Set of tasks:
1) In two sentences, summarize the message below.
2) Repeat the part of the message below from "Se we need it" up to and including "a year ago.".

Re: Rationalizing new/start/end/mute/unmute/enabled/disabled from Randell Jesup on 2013-04-07 (public-media-capture@w3.org from April 2013)

From: Randell Jesup <randell-ietf@jesup.org>
Date: Sat, 06 Apr 2013 23:45:32 -0400
To: public-media-capture@w3.org
Message-ID: <5160EBDC.7070404@jesup.org>
We've been around this drain before... see 
http://www.ietf.org/mail-archive/web/rtcweb/current/msg04624.html and 
followups.  Perhaps we can make it to the exit this time.... :-)

On 4/4/2013 7:01 AM, Stefan Håkansson LK wrote:
> On 4/3/13 5:29 PM, Randell Jesup wrote:
>> On 3/25/2013 5:55 PM, Martin Thomson wrote:
>>> I think that it's fair to say that the current state of the
>>> MediaStream[Track] states is pretty dire.  At least from a usability
>>> perspective.
>>
>> I generally agree with the approach here.  I also agree that the
>> MediaStream should be an explicit rollup of the states of the tracks
>> (just as I feel we need a stream.stop() in addition to track.stop(),
>> even though you can build one in JS yourself).
>>
>> One thing I really want to see described (doesn't have to be in the
>> spec) is how an application can provide a "Hold" operation where live
>> video is replaced with a video slate and/or pre-recorded
>> animation/audio, and do it without an offer/answer exchange. The
>> MediaStream Processing API would have made this fairly simple, but since
>> we don't have that, we need to define something.  WebAudio (if/when
>> implemented) may help (with some pain) for the audio side, but doesn't
>> help us with video.
>>
>> The real blocker here is giving a way for a MediaStreamTrack (in a
>> MediaStream that's already AddStream()ed to a PeerConnection) to get a
>> different source.  Currently, the only easy way I can see it is very
>> kludgy and probably higher overhead/delay than we'd like:
>>
>>         video_hold.src = my_hold_animation.ogg;
>>         elevator_music = video_hold.captureStreamUntilEnded();
>
> What is this? An undocumented feature of the media element?

It's a (very useful) API originally part of the Media Processing API 
(you can look at the last draft of that).  Takes the output (decoded 
audio and video) of a media element and uses it to source a 
MediaStream.  We absolutely need it if we want any way to feed an 
encoded/saved stream into a PeerConnection.  (We can record messages, 
but we can't play them back except maybe through a canvas (ugh)).  We 
can't even have a "Sorry, I'm not here right now, please leave a 
message" without something like this.

Se we need it (or the equivalent) for all sorts of reasons, not just 
"Hold"/Mute/etc.

Firefox has had this since our MediaStream code landed most of a year ago.

>
>> The only alternative I see in the current spec might be to have two
>> tracks always, and disable the live track and enable the Hold/slate
>> track - but that would still cause a negotiationneeded I believe before
>> it took affect.
>
> I will not argue that being able to switch source for a 
> MediaStreamTrack is useless, because I think it could be useful. But 
> switching source could very well also lead to that a renegotiation is 
> needed (I take this from what Cullen said in Boston: if the current 
> source encodes with codec A but the other with codec B you'd have to 
> renegotiate anyway).

Information provided:

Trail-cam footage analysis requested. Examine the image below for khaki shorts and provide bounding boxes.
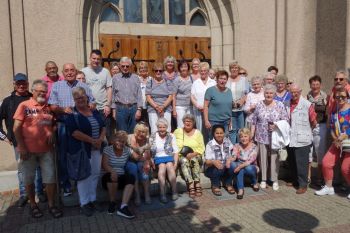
[19,152,56,185]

The answers:
1) In a mailing-list reply about MediaStream and track states, Randell Jesup explains that captureStreamUntilEnded takes the decoded audio and video of a media element to source a MediaStream, and he argues that it is needed for feeding saved streams into a PeerConnection and for features such as "Hold." Stefan Håkansson agrees that switching a MediaStreamTrack's source could be useful but notes that it might still require renegotiation if the two sources encode with different codecs.

2)
Se we need it (or the equivalent) for all sorts of reasons, not just 
"Hold"/Mute/etc.

Firefox has had this since our MediaStream code landed most of a year ago.